Stored dataset entries
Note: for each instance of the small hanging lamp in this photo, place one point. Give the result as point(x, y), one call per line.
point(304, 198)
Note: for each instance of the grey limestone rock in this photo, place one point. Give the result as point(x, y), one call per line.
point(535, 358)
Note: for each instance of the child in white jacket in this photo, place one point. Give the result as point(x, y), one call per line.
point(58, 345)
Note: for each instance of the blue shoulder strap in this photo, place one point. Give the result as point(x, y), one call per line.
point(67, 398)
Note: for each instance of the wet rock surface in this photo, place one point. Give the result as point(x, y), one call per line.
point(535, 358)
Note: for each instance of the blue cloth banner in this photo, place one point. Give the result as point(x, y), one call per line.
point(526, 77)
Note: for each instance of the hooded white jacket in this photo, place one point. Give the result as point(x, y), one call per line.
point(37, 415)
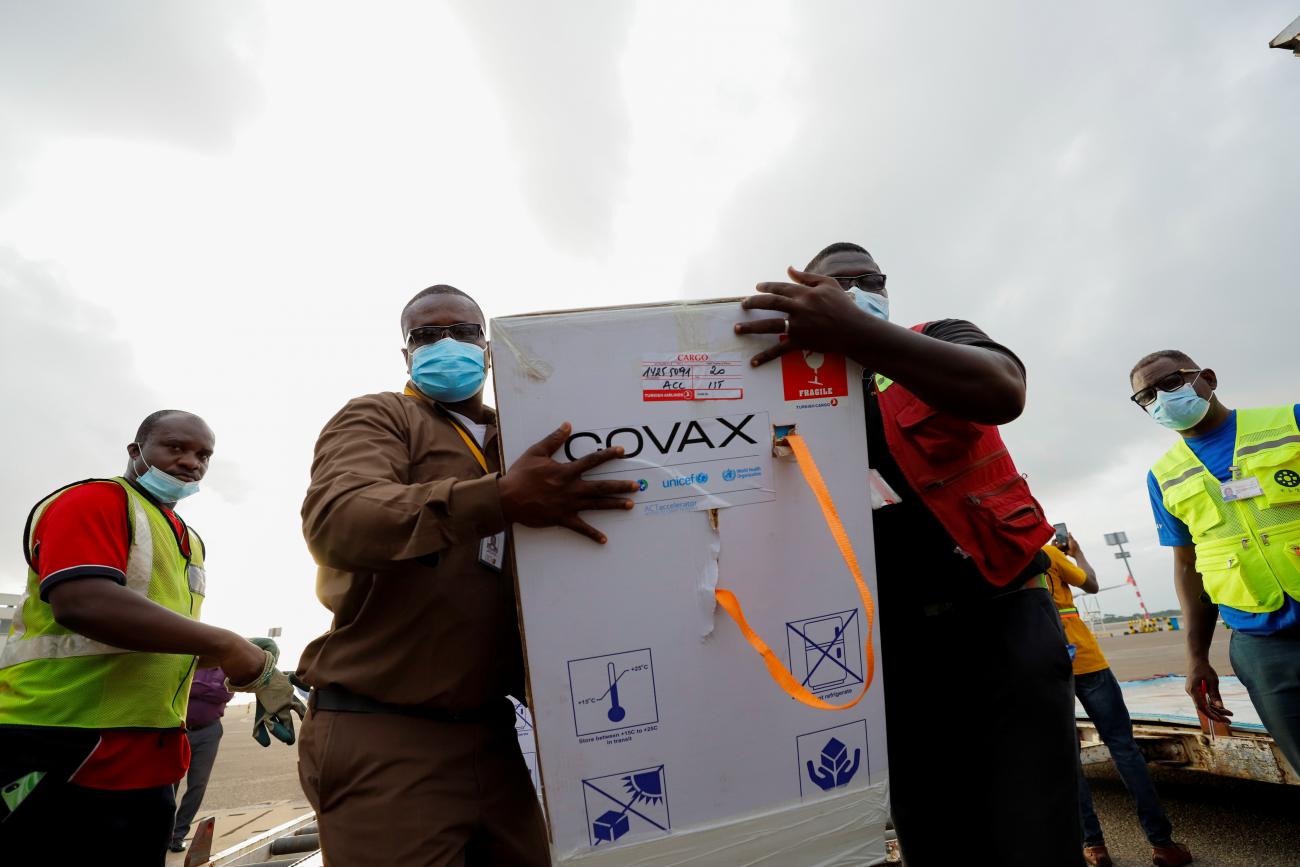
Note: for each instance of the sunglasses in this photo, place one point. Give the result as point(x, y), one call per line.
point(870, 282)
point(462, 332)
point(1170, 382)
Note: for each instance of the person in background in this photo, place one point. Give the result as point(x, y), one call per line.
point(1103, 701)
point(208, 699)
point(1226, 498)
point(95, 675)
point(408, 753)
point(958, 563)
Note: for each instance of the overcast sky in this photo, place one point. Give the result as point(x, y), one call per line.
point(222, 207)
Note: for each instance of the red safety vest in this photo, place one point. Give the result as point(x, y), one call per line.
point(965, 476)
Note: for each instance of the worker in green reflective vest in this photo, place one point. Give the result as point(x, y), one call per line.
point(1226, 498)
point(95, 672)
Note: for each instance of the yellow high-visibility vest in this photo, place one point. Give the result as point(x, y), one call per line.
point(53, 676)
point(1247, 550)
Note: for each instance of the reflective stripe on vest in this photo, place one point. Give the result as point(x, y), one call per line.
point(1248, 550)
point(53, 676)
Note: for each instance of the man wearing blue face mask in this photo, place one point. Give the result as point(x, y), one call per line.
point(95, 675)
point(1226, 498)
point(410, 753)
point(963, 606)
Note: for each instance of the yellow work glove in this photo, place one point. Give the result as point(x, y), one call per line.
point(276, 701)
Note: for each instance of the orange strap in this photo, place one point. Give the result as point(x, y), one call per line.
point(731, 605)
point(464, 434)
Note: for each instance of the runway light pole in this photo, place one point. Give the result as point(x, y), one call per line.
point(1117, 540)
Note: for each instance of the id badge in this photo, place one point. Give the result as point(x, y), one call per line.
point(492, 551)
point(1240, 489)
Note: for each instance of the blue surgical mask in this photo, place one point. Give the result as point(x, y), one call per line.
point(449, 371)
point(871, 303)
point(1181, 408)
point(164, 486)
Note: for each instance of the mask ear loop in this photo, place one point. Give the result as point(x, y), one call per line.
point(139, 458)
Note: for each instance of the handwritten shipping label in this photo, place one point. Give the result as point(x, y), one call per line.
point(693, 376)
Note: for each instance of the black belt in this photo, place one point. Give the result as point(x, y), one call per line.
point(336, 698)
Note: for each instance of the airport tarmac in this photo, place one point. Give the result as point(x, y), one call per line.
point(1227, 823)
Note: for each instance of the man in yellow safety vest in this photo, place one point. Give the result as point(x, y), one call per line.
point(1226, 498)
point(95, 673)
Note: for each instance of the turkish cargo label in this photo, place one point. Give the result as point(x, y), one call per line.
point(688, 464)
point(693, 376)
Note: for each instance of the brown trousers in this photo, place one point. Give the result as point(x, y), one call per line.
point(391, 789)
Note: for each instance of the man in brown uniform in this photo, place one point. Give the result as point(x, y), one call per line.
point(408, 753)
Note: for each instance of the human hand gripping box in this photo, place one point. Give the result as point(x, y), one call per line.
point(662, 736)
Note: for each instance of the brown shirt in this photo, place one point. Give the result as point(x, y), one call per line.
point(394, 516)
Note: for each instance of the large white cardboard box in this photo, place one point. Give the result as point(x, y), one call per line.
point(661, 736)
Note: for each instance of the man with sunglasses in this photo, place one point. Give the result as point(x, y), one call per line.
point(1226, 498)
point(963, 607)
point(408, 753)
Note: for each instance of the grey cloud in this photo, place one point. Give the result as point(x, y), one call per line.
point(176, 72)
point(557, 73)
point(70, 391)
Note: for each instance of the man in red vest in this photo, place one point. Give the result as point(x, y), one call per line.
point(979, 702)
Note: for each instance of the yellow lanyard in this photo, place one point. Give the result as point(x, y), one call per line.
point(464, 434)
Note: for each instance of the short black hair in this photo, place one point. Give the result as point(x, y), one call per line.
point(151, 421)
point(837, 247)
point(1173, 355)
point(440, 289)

---

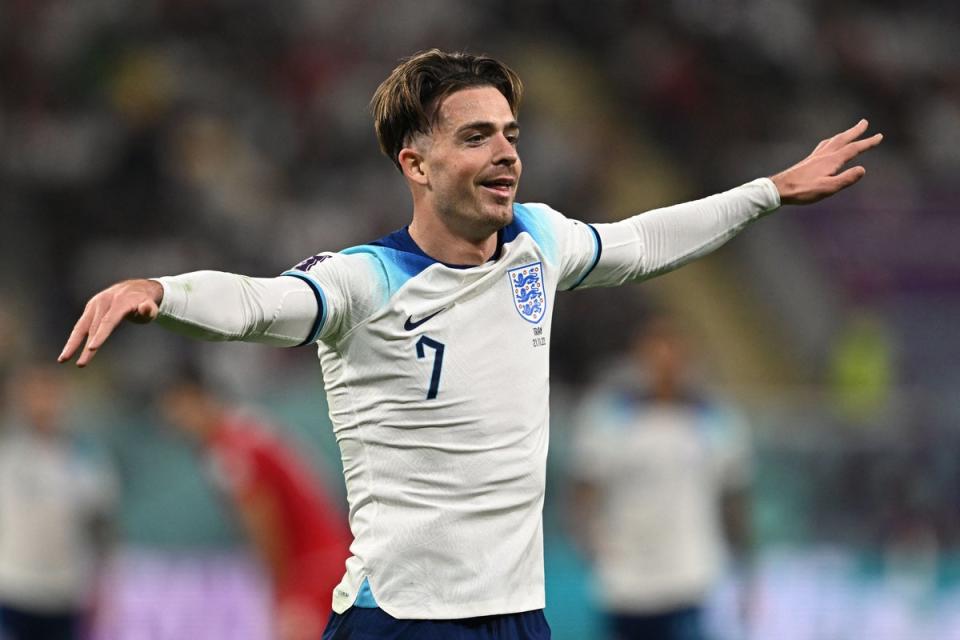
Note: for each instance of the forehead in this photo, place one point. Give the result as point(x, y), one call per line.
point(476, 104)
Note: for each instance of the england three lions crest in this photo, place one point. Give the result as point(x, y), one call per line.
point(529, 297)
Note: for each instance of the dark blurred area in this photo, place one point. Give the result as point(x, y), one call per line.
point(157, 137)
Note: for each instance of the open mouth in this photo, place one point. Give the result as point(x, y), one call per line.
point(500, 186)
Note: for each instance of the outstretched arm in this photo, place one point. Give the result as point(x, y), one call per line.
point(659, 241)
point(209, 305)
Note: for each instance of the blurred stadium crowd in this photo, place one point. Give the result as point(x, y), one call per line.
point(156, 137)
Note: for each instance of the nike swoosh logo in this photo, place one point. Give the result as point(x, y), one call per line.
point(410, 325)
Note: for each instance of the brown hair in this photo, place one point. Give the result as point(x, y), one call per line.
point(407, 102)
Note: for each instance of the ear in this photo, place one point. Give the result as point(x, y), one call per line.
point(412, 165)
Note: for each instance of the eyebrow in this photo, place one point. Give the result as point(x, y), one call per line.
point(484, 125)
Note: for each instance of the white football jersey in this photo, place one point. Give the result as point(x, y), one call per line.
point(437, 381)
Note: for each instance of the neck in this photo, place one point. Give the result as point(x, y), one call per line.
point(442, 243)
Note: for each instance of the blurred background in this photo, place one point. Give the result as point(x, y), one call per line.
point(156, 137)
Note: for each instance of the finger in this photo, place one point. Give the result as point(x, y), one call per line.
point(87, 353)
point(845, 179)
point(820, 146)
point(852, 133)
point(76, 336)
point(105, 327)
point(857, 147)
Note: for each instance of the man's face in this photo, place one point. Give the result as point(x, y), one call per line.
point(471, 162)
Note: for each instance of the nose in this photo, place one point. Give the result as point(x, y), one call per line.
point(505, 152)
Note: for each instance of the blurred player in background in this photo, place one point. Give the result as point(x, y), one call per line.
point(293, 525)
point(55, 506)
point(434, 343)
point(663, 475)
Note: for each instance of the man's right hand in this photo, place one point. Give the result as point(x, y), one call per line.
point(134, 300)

> **WHAT THE TASK ASKS**
Update only the lines of the listing from the line with "Note: for each instance of the man's face" up to and including the line with "point(134, 300)", replacing "place one point" with "mark a single point" and leaving everything else unchanged.

> **SOLUTION TO THIS EXERCISE**
Note: for each instance of the man's face in this photo, mark a single point. Give the result as point(x, y), one call per line.
point(471, 162)
Note: for each instance of the nose in this photo, mark a single point. Give the result as point(x, y), one call per line.
point(505, 152)
Note: for each instance of the blurred player in background in this photo, mark a single point. Give the result as point(x, y), one call per line.
point(293, 525)
point(55, 506)
point(434, 343)
point(663, 475)
Note: for each instance of the man's right hand in this photo, mark a single point. Give the result as point(x, y), one call per line.
point(134, 300)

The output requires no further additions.